_Text passage_
** Begin **

With its chopped-down suspension, the car rides a mere three inches or so off the ground. A console of switches next to the driver's seat control hydraulic pumps that can make the car suddenly pop up 20 inches, bounce from side to side, or, most impressively, rear up on three tires. The pumped-up sound system blasts music, while flashing neon lights outline the interior of the trunk in blue, green, and red. A mural to be painted atop the trunk lid will depict the members of Amistad, whose name is Spanish for "friendship"; one on the hood will re-create a black-and-white photo of fighters from the Mexican Revolution over the phrase "Ranflas Built Chingon." Translation: "Lowriders Built Badass."
The lowrider may rattle those who would prefer to see something like a turn-of-the-century mail-order car from Sears, Roebuck & Co. "What people expect is something that fits their idea of Chicago history," says Peter Alter, a curator at the History Museum (see Meet the Curators). He points out that movie and music video portrayals of lowriders as the vehicle of choice for gangbangers have obscured the hobby car's origins. Developed as a creative outlet for Chicano immigrants in Los Angeles during the 1930s and '40s, the tradition eventually made its way to Chicago, where nearly a third of the population is Latino and the Chicago Lowrider Council counts 20 car clubs among its membership.
"Chicago is becoming an increasingly larger destination for Latinos, and the lowrider is part of a historical pattern of self-expression for Mexican American men," Alter says. "We have a wooden Christmas decoration carved by a German immigrant in the 1880s that was donated by his descendants. For me as a historian, these things represent two different aspects of immigrant culture. For some people that's a hard sell. People may walk in and say, ‘What the heck is this?' They'll read the labels, they'll see the video [in the exhibit], and they still won't be convinced. We have to accept that."
Though other cultural institutions in town have gone through significant additions or renovations, none-at least that anyone can remember-has ever shut down entirely for such a complete overhaul. Seventy-five percent of the public areas have been renovated, giving the museum the space to display many more of its 22 million artifacts-a collection that is roughly the same size as that of the Field Museum.
The difference will be immediately apparent to visitors upon entering the lobby, which previously felt like an empty, drab space devoid of content. Now they will be greeted by a lively streetscape that incorporates the lowrider, old Chicago street signs, and an eight-foot-tall lighted "Gas for Less" sign that had to be craned in. The artifacts are part of the exhibit Treasures, which examines the emotional connection people have to objects that are sprinkled throughout the museum and is the first major exhibit to have bilingual signage, in English and Spanish. Until the museum's planned American History Gallery is completed, Treasures will also include Abraham Lincoln's deathbed, returned from its loan to the new Lincoln museum in Springfield.
The first floor also will house a very low-tech exhibit beloved in the childhood memories of many Chicago adults: the dioramas. Built in 1932, some by WPA artists, they portray key moments in the city's first 100 years. Seven of the eight dioramas will be back, newly cleaned, repaired, and repainted. (The Treaty of Greenville has been mothballed; it just wasn't that interesting.) Mechanisms that have been broken for years have been fixed: once again the horses will circle the racetrack in Washington Park, and the Chicago Fire will flicker like an inferno. "It's like going from watching a black-and-white film to the film being colorized," says executive vice president and chief historian Russell Lewis. "It's fairly dramatic."

** End **

_Excerpted data_
** Begin **

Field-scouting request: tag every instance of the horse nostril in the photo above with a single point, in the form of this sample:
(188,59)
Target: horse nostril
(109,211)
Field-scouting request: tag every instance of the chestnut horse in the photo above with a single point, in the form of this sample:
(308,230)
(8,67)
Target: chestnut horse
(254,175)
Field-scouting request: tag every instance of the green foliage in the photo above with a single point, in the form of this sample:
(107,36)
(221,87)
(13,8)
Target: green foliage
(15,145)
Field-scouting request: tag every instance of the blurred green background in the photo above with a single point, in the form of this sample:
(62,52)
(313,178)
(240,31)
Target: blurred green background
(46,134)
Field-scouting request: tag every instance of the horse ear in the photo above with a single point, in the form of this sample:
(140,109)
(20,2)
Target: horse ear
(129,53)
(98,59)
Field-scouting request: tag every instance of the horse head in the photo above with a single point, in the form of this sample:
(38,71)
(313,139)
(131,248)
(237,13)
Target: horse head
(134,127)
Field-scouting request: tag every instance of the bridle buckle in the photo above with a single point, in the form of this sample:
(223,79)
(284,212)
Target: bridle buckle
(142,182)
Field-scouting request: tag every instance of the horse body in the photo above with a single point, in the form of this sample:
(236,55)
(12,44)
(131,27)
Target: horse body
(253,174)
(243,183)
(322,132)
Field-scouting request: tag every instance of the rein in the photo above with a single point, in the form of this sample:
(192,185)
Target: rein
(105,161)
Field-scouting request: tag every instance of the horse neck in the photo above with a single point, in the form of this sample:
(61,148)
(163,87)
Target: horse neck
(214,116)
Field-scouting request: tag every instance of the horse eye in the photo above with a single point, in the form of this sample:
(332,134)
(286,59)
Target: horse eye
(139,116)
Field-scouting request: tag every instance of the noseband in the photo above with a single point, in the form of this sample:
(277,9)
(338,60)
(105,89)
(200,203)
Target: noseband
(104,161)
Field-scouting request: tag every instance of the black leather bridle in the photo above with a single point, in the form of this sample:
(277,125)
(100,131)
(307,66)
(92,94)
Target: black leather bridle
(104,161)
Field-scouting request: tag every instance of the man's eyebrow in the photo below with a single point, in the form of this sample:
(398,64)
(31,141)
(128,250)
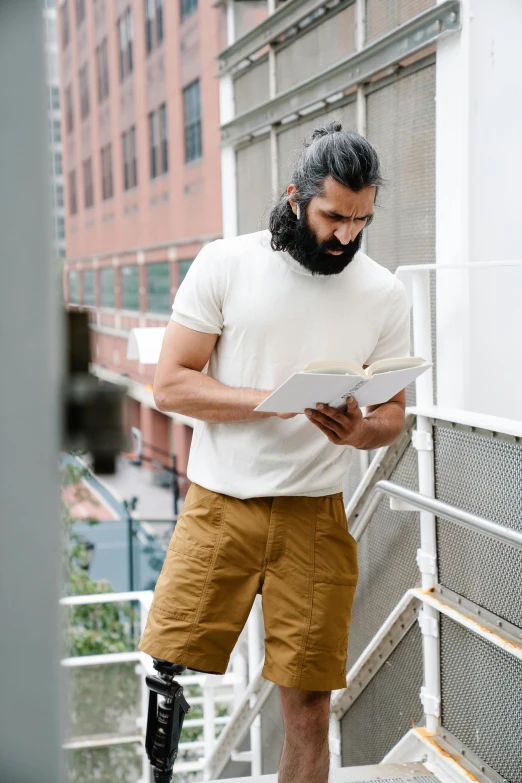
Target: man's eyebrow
(333,213)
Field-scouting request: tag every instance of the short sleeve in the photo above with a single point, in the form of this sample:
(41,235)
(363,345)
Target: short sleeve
(198,303)
(394,339)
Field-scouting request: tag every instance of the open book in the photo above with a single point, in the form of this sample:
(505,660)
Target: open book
(333,380)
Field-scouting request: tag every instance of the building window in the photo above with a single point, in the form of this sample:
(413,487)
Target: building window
(126,39)
(149,24)
(102,70)
(65,24)
(58,165)
(54,98)
(158,287)
(192,117)
(130,288)
(130,39)
(85,105)
(74,288)
(153,143)
(89,293)
(80,12)
(69,112)
(130,169)
(107,294)
(187,7)
(164,139)
(183,267)
(159,21)
(106,169)
(73,204)
(88,190)
(57,131)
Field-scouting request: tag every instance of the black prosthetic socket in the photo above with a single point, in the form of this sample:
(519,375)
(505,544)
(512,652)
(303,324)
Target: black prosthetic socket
(164,721)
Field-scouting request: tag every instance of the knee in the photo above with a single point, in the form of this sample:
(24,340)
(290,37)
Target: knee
(307,718)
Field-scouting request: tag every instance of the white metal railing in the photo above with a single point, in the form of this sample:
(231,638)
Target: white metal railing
(215,689)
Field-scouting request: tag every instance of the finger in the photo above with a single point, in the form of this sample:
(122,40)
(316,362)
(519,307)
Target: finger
(326,421)
(330,434)
(351,404)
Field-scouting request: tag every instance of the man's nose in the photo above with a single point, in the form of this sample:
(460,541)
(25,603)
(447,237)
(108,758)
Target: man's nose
(346,232)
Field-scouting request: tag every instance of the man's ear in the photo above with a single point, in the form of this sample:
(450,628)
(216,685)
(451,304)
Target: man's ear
(291,191)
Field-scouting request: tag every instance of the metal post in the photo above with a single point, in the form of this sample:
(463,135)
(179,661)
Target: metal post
(427,555)
(31,367)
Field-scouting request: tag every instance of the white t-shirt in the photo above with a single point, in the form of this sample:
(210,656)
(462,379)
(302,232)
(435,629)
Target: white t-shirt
(273,317)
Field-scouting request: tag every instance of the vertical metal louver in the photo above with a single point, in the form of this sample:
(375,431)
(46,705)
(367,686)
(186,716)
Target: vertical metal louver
(254,186)
(382,16)
(314,51)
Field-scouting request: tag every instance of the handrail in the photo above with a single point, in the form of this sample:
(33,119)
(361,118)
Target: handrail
(423,503)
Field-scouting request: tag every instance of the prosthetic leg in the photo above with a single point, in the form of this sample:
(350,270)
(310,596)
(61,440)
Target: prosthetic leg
(165,721)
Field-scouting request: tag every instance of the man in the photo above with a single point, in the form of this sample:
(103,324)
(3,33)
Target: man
(265,512)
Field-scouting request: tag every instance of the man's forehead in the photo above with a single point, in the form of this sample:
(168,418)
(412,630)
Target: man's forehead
(340,198)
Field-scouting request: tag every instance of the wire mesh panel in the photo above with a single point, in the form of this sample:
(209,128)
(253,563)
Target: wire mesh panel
(387,566)
(314,51)
(272,733)
(290,139)
(481,698)
(254,186)
(387,708)
(111,764)
(384,15)
(251,86)
(484,476)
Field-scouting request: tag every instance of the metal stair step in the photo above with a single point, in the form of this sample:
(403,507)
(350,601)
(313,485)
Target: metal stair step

** End **

According to the museum renovation passage, how many of the eight dioramas will return?

_Result below_
Seven of the eight dioramas will be back.